▶ [Assignment]: What must be handed in is the entire listing, exactly as written, with no pictures.

▶ [Given information]:
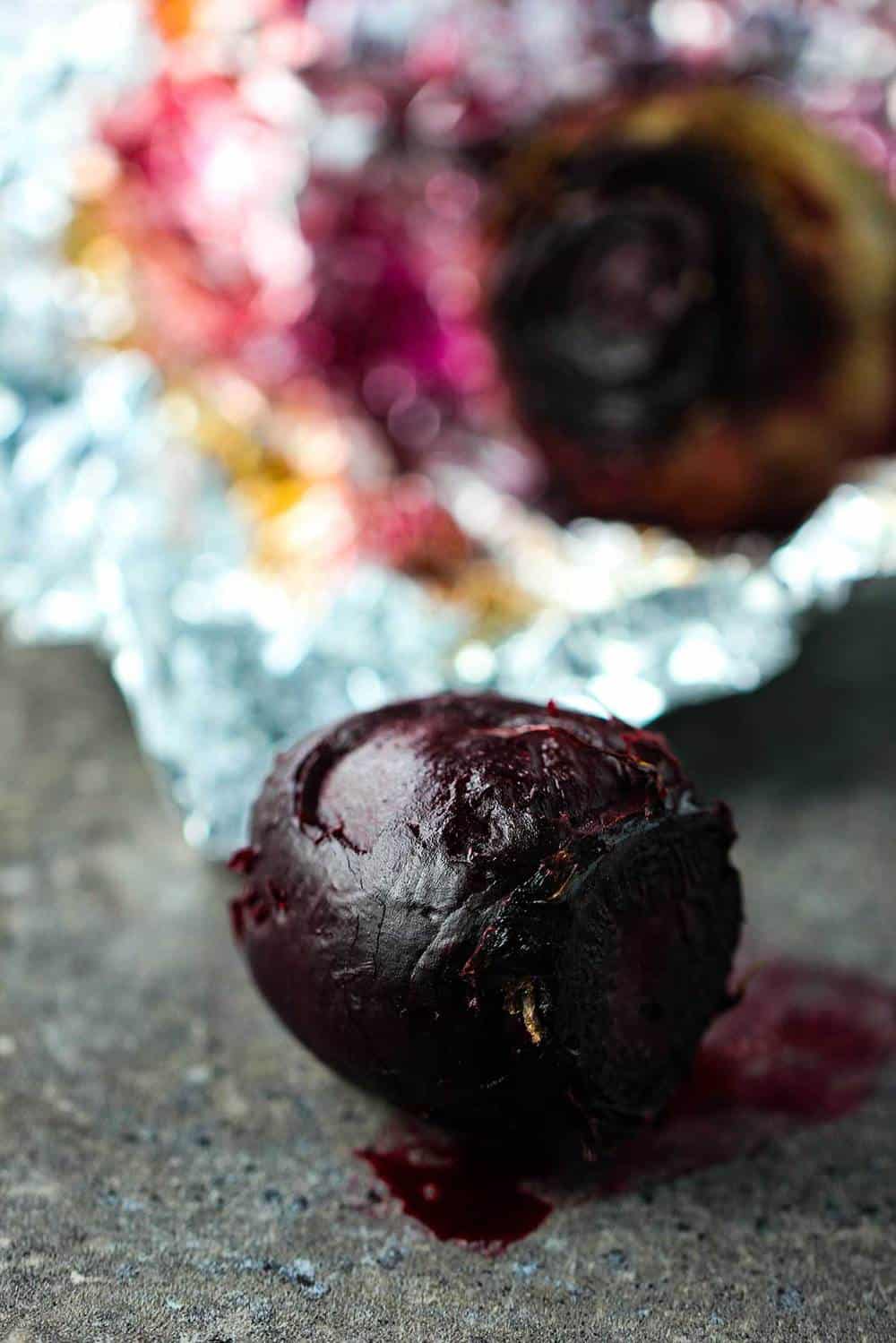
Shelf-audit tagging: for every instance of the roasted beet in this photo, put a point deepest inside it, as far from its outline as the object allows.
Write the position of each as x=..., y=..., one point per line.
x=490, y=911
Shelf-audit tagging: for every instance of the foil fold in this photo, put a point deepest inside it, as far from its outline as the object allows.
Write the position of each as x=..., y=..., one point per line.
x=110, y=532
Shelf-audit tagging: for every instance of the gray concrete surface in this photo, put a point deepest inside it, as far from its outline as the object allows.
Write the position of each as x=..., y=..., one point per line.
x=172, y=1167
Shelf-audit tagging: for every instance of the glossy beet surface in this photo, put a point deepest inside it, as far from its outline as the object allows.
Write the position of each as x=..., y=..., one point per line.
x=489, y=911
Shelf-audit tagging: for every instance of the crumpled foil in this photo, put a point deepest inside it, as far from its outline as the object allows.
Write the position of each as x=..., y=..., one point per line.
x=112, y=532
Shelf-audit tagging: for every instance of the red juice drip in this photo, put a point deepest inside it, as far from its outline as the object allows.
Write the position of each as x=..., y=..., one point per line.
x=460, y=1192
x=804, y=1046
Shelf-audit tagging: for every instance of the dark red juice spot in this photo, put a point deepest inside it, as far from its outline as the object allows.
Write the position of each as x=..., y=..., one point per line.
x=460, y=1192
x=804, y=1046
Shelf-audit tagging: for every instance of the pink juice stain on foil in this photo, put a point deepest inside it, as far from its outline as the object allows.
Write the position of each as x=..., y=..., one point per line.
x=804, y=1046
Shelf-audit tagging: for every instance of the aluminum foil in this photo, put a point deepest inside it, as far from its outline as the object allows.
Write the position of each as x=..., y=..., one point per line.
x=112, y=532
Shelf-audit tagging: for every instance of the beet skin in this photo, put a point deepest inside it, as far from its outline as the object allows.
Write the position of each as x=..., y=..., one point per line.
x=492, y=912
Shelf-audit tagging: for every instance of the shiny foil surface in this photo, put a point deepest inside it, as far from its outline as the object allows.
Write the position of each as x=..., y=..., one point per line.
x=180, y=485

▶ [Response to the task]:
Shelf-audit tagging: for every instance of the roasted beet in this photo, put a point deepest inside it, as far from its outline as the object allows.
Write the position of each as x=..., y=..., one point per line.
x=490, y=911
Shelf-audit tagging: for every instance of the foil fold in this photo, put a point deepest inside it, as far from its outline as the object allows.
Write the position of each as x=..., y=..., one point per line.
x=110, y=532
Shelf-audit tagging: for every instance of the gray concrete surface in this photo, put a point deepest inside it, as far from its outline as the object allows.
Write the position of each as x=..., y=..., one point per line.
x=172, y=1167
Shelf-audit tagging: for every instance of the glossy beet surface in this photo, put a point deepest inside it, as far from its outline as the object allows.
Write the position of each as x=..., y=..., one point per line.
x=489, y=911
Shelf-audit tagging: for every instance of the crumpled foil in this photo, put a point deepest inside it, as far from its outline as the object allows.
Write the position of each as x=..., y=..., one point per line.
x=112, y=532
Shelf-audit tagging: for every instance of the red juice drip in this photo, put a point deepest inside it, as far from its outline as the object allows.
Write the position of each as x=..., y=..., one point per line.
x=460, y=1192
x=804, y=1046
Shelf-audit tagging: for every instance of the dark red juice spot in this photo, put a point deepest inside it, as far from its outline as the object allows.
Write the position of each as x=..., y=..., one point per line.
x=460, y=1192
x=804, y=1046
Shelf-audit tagging: for every instance of the pink juice stain on foil in this photo, put a point deepest inside it, as far from its outline as the object allows.
Write the position of each as x=..., y=..., one point per line.
x=804, y=1046
Shelf-audit tagging: for every instance of the aluminum foil in this photo, put a point deepest inside it, as far from its outline as the object allows.
Write the position of each as x=..., y=..., one point per line.
x=112, y=532
Shelf-audit tagging: for every instance of the beet skin in this photo, put a point deepest inside it, as far from its outline as the object allows.
Write the position of each as x=..., y=..., one point per line.
x=492, y=912
Shelf-audit tagging: for every instance of the shiny foil surface in this photo, put a point deepest inside it, as far from its outline as the object allows.
Write the position of each as x=..., y=..., one point per line.
x=180, y=485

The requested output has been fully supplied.